*REQUIRED WORK*: Without altering anything, repeat each of the records.
-------- RECORDS FOR THIS TASK
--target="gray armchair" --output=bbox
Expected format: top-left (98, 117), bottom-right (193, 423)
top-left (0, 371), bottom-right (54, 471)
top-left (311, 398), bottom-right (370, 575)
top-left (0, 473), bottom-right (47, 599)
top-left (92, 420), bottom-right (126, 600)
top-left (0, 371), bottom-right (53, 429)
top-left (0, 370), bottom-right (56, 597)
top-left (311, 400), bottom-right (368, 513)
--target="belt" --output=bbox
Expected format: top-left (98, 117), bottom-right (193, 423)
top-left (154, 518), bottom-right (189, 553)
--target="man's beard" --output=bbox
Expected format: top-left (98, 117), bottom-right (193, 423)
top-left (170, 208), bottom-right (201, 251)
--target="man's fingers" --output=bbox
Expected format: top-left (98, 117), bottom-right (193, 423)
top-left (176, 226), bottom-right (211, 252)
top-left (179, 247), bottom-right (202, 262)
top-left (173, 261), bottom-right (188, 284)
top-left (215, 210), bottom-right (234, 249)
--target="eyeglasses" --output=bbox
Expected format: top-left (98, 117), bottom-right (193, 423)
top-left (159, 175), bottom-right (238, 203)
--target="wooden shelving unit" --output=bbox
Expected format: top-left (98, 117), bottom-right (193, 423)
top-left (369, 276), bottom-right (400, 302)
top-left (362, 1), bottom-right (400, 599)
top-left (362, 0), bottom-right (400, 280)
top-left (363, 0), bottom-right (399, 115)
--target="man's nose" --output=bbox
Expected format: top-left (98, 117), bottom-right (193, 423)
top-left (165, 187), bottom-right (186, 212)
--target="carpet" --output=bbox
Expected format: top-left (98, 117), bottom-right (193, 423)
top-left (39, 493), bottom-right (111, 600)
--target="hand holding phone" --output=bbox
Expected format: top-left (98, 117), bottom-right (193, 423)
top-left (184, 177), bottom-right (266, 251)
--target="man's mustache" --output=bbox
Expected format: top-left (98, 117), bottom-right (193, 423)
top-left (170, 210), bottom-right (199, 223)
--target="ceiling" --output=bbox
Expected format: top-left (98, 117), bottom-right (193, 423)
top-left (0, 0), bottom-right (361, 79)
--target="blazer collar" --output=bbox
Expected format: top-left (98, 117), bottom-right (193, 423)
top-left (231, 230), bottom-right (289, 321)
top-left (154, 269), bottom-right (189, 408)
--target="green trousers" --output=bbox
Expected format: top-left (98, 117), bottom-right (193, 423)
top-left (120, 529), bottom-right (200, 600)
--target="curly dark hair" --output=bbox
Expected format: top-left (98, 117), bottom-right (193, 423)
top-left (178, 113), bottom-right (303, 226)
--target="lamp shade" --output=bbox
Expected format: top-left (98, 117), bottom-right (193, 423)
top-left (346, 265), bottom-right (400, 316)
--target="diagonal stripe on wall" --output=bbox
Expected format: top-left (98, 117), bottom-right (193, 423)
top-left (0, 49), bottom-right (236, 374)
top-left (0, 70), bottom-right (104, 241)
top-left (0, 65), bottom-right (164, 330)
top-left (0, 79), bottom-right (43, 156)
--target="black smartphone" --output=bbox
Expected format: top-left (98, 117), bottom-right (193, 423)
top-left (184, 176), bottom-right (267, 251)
----------------
*TASK OUTPUT*:
--target="gray armchair" --output=bbox
Expected format: top-left (98, 117), bottom-right (193, 423)
top-left (0, 371), bottom-right (54, 471)
top-left (311, 398), bottom-right (370, 575)
top-left (0, 473), bottom-right (47, 599)
top-left (92, 420), bottom-right (126, 600)
top-left (0, 371), bottom-right (53, 429)
top-left (0, 370), bottom-right (56, 597)
top-left (311, 400), bottom-right (368, 513)
--target="belt" --output=bbox
Expected format: top-left (98, 117), bottom-right (193, 423)
top-left (154, 518), bottom-right (189, 553)
--target="man's beard" --output=bbox
Expected format: top-left (98, 117), bottom-right (193, 423)
top-left (170, 208), bottom-right (201, 251)
--target="man's fingers" --output=bbox
Expected format: top-left (98, 117), bottom-right (193, 423)
top-left (176, 226), bottom-right (211, 252)
top-left (179, 247), bottom-right (202, 262)
top-left (173, 261), bottom-right (188, 284)
top-left (215, 210), bottom-right (234, 249)
--target="eyeglasses" --output=bbox
Expected format: top-left (98, 117), bottom-right (193, 423)
top-left (159, 175), bottom-right (238, 203)
--target="wooden shelving unit" --output=bbox
Expected format: top-left (98, 117), bottom-right (193, 423)
top-left (369, 276), bottom-right (400, 302)
top-left (362, 1), bottom-right (400, 599)
top-left (362, 0), bottom-right (400, 280)
top-left (363, 0), bottom-right (399, 115)
--target="man's nose" --output=bbox
Expected format: top-left (98, 117), bottom-right (193, 423)
top-left (165, 187), bottom-right (186, 212)
--target="carpet" --output=bbox
Expected format: top-left (98, 117), bottom-right (193, 423)
top-left (39, 493), bottom-right (111, 600)
--target="hand holding phone" --output=bbox
Expected format: top-left (98, 117), bottom-right (193, 423)
top-left (184, 177), bottom-right (266, 251)
--target="man's mustache" --output=bbox
Expected format: top-left (98, 117), bottom-right (193, 423)
top-left (170, 210), bottom-right (199, 223)
--target="ceiling" --output=bbox
Expected format: top-left (98, 117), bottom-right (193, 423)
top-left (0, 0), bottom-right (361, 79)
--target="blazer collar" --output=bbox
Expected format: top-left (98, 117), bottom-right (193, 423)
top-left (231, 230), bottom-right (289, 321)
top-left (154, 269), bottom-right (189, 408)
--target="green trousers" --output=bbox
Expected format: top-left (98, 117), bottom-right (193, 423)
top-left (120, 529), bottom-right (200, 600)
--target="curly dark hair" --output=bbox
Expected format: top-left (98, 117), bottom-right (193, 423)
top-left (178, 113), bottom-right (303, 226)
--target="lamp shade" --output=bbox
Expected format: top-left (98, 117), bottom-right (193, 423)
top-left (346, 265), bottom-right (400, 316)
--target="diagonal stripe on wall" --output=bbox
Expected format: top-left (98, 117), bottom-right (193, 423)
top-left (0, 49), bottom-right (236, 374)
top-left (0, 70), bottom-right (104, 241)
top-left (0, 65), bottom-right (164, 330)
top-left (0, 79), bottom-right (43, 156)
--target="black smartphone" --output=bbox
Expected format: top-left (98, 117), bottom-right (193, 423)
top-left (184, 176), bottom-right (267, 251)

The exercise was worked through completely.